| TASK PROMPT |
Find "Could you find the wooden" below and begin at its line; stop after the line with "Could you find the clump". Output those lines exactly, without pictures.

| Extracted records |
------------------------------------------------

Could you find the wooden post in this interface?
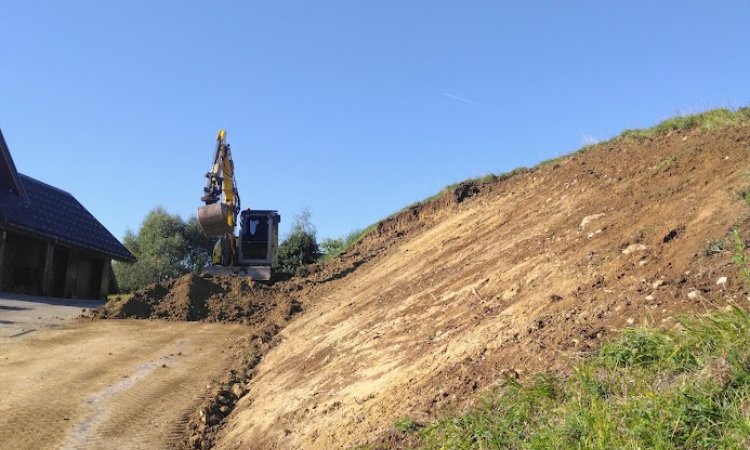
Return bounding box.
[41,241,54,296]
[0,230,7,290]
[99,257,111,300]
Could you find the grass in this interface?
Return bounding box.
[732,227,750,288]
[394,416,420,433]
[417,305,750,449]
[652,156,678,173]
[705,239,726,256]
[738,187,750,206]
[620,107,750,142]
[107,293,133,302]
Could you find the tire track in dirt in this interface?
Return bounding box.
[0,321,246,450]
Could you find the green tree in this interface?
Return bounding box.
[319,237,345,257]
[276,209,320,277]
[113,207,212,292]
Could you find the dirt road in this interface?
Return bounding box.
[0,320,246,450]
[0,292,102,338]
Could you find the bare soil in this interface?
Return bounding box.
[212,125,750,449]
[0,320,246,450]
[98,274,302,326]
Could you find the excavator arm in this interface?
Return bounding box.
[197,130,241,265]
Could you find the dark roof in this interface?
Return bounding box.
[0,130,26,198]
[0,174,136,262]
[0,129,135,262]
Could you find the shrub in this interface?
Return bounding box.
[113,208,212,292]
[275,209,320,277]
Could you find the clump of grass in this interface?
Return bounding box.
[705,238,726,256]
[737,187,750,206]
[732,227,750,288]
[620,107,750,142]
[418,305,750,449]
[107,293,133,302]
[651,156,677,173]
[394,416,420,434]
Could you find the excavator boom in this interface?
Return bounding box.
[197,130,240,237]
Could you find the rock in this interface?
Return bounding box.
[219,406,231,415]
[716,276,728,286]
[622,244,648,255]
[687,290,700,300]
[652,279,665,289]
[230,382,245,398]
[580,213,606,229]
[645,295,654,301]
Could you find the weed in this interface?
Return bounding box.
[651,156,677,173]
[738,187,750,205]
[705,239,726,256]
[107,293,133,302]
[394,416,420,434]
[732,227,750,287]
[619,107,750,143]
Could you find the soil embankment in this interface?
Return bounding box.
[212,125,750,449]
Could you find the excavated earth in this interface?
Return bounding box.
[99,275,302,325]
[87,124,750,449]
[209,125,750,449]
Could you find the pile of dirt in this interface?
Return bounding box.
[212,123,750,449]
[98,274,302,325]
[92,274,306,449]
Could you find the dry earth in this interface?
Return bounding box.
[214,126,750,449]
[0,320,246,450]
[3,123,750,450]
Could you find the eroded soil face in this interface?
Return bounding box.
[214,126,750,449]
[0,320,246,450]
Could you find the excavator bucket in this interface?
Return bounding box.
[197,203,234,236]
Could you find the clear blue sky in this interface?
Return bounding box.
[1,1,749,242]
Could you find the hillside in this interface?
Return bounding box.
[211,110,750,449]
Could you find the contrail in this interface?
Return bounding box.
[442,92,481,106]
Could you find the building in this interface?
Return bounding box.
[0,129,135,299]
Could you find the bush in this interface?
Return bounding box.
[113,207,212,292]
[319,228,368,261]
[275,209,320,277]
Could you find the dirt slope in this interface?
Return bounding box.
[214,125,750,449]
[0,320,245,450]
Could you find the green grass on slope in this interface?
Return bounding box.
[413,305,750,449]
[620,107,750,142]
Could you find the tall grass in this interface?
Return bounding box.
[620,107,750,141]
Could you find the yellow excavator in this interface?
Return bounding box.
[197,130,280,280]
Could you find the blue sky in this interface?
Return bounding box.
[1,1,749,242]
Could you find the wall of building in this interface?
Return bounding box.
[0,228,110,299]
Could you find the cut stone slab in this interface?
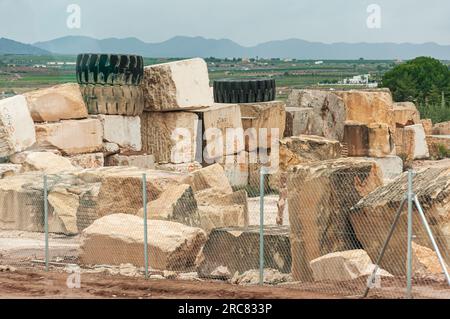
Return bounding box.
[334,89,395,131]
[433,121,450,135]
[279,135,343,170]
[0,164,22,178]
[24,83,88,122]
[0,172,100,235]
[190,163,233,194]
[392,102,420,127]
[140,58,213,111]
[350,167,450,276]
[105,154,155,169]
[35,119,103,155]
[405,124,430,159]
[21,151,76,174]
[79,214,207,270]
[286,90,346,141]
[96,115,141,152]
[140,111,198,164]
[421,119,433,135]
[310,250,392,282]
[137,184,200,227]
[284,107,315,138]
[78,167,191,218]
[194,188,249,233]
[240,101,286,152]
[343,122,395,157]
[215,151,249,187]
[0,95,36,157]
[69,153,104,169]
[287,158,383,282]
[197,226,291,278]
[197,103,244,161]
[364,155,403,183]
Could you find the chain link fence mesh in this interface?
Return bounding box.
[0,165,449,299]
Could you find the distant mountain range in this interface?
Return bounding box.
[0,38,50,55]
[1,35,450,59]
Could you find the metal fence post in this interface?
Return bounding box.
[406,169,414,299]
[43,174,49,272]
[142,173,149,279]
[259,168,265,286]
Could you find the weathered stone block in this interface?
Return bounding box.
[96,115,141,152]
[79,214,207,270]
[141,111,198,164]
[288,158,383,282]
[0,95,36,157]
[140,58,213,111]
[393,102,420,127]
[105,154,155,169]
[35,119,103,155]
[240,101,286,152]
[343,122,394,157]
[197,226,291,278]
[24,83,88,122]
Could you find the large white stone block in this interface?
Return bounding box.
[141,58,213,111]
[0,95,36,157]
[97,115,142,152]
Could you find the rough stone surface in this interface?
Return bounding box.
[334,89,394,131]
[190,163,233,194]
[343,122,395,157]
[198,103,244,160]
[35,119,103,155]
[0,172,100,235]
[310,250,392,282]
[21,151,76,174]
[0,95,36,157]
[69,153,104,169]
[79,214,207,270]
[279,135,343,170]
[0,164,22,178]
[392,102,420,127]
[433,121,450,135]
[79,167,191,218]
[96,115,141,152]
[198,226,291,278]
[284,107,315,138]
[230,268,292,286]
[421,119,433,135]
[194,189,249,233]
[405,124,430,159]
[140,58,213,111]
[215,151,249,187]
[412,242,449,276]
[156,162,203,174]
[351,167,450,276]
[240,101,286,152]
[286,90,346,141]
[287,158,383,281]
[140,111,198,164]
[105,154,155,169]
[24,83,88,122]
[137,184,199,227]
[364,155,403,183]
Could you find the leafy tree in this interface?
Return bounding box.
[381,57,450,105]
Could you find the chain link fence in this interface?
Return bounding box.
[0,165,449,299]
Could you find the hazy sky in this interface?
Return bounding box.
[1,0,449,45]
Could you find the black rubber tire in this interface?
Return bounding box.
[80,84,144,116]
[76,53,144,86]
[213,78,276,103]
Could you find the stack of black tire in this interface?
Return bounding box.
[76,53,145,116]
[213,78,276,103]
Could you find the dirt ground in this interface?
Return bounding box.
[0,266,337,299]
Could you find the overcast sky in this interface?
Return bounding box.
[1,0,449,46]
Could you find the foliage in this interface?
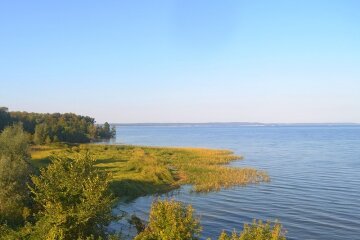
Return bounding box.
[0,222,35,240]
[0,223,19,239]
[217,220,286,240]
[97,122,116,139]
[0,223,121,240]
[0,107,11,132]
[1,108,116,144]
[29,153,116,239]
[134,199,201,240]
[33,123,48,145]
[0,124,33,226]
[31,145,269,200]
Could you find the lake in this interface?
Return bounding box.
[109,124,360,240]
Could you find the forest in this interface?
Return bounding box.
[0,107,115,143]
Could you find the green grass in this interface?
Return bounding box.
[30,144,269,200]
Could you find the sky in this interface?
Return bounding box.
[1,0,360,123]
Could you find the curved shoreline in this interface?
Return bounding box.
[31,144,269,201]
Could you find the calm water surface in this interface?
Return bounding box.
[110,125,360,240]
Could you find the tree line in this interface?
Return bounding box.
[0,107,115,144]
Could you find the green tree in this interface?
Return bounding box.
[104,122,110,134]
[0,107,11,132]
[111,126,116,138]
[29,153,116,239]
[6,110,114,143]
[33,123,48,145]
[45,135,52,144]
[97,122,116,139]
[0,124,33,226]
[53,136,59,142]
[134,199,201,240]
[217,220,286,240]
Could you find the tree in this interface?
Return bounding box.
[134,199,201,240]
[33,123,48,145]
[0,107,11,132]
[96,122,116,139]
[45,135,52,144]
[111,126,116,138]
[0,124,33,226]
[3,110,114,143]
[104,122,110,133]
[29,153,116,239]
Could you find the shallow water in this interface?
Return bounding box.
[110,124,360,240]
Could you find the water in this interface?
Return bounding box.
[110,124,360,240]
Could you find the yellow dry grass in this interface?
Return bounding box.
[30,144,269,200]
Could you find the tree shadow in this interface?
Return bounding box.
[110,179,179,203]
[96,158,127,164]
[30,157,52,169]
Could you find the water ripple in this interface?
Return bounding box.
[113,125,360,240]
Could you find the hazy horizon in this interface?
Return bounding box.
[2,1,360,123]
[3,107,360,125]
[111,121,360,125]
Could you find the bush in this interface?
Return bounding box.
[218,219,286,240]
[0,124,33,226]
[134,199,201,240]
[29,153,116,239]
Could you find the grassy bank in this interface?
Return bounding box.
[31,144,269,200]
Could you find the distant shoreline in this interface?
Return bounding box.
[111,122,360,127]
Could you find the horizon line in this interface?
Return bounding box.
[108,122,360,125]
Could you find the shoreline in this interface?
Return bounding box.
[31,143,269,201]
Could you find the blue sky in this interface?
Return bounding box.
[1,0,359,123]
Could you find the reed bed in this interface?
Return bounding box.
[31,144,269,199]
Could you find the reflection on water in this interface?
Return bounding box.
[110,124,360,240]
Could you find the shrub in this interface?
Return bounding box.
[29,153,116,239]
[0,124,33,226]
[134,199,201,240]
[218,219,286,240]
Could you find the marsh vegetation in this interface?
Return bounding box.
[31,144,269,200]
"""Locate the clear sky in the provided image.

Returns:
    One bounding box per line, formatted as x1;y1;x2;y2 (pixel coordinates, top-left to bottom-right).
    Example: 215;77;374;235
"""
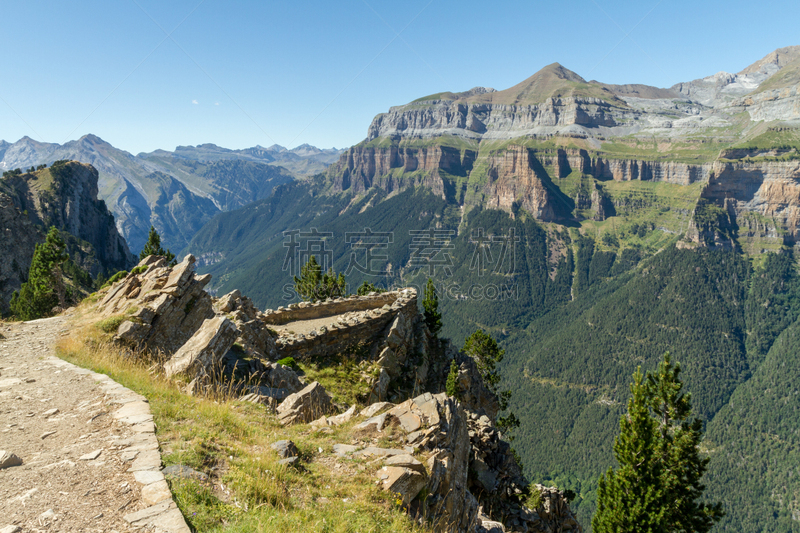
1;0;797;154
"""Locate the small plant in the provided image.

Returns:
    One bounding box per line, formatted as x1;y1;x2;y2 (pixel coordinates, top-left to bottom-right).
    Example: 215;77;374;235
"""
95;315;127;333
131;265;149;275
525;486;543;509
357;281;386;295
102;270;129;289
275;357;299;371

------------------------------------------------

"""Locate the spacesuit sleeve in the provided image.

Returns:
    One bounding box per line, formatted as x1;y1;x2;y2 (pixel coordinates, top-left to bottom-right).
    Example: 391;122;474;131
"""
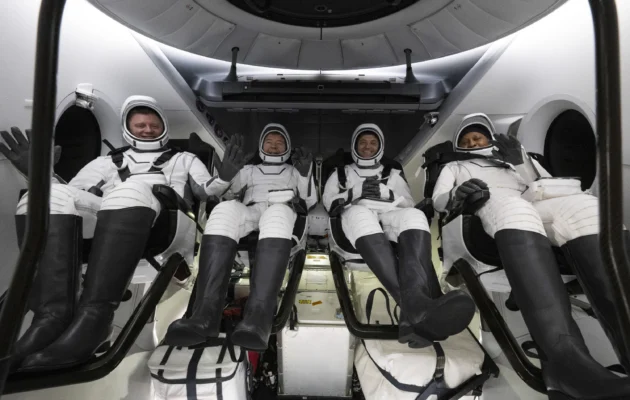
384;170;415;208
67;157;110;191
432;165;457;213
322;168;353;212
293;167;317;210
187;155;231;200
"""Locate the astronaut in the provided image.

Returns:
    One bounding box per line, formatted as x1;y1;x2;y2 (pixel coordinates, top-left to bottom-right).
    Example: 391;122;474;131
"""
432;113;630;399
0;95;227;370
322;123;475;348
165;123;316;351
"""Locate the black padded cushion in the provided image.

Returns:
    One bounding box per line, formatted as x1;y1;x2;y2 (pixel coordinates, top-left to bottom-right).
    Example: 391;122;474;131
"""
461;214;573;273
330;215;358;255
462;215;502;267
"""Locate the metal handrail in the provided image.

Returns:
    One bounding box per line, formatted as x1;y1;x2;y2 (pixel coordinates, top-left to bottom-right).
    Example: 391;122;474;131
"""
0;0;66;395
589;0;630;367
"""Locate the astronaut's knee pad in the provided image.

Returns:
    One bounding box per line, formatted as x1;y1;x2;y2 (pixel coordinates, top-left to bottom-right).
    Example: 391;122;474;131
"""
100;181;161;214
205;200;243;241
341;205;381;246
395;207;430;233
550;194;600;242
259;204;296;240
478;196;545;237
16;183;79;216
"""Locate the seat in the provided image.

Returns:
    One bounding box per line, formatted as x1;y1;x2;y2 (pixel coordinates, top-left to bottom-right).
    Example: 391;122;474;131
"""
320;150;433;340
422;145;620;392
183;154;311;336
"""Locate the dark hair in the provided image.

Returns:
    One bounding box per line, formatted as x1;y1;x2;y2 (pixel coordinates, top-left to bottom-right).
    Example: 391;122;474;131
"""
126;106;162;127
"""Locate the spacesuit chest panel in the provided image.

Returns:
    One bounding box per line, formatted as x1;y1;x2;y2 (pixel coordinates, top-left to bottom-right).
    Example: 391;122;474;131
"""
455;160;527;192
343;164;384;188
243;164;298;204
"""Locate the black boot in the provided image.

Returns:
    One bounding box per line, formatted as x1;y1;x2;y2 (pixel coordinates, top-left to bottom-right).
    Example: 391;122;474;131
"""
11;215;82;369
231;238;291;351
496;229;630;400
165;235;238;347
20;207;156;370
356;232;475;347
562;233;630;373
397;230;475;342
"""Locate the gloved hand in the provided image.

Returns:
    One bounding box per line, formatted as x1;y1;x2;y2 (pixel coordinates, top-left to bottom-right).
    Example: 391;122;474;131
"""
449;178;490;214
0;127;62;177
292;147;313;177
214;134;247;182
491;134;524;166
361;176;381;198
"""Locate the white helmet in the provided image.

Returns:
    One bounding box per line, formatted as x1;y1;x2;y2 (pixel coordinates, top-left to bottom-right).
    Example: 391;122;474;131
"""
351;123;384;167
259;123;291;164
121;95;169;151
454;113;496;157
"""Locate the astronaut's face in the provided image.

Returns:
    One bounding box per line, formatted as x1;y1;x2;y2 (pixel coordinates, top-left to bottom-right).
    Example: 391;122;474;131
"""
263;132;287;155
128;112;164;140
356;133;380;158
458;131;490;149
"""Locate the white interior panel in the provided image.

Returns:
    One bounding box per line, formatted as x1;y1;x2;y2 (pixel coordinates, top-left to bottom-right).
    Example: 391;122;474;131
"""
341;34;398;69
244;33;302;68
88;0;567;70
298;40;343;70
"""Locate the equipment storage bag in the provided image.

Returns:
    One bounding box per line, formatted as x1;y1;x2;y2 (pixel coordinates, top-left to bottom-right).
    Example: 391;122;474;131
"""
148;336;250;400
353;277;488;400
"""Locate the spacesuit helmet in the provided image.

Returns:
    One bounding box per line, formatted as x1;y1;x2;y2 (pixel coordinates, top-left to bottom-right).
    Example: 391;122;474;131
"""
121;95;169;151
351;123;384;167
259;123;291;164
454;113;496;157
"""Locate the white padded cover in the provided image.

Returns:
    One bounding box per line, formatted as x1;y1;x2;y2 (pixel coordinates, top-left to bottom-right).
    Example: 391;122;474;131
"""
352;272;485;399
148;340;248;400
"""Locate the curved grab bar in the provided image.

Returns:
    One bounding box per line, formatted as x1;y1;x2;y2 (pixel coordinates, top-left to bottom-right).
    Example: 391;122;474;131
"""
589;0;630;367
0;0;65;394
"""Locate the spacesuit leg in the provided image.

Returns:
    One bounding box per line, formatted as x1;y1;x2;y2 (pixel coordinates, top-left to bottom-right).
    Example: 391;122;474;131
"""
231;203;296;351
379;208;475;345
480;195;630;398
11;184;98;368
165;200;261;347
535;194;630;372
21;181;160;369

------------------------------------------------

| WRITTEN RESPONSE |
Could you find the wooden post in this interface?
Return bounding box.
[41,241,54,296]
[0,230,7,290]
[99,257,111,300]
Could you find the grass in this interface?
Return bounding box.
[732,227,750,288]
[394,416,420,433]
[417,305,750,449]
[652,156,678,173]
[705,239,726,256]
[738,187,750,206]
[620,107,750,142]
[107,293,133,302]
Could you find the tire track in dirt in this interface?
Return bounding box.
[0,321,246,450]
Could you find the green tree in this interface?
Return bounding box.
[319,237,345,257]
[276,209,320,277]
[113,207,212,292]
Could you find the dirt road in this interface?
Return bounding box.
[0,320,246,450]
[0,292,102,338]
Could you find the bare soil in this interface?
Return bounding box.
[212,125,750,449]
[0,320,246,450]
[98,274,302,326]
Could you find the excavator arm in this interface?
Return bounding box.
[197,130,241,265]
Could you find the dark roof in this interface?
Return bounding box.
[0,130,26,198]
[0,174,136,262]
[0,129,135,262]
Could you find the shrub in this interface?
Return bounding box.
[113,208,212,292]
[275,209,320,277]
Could you find the clump of grass in this interface?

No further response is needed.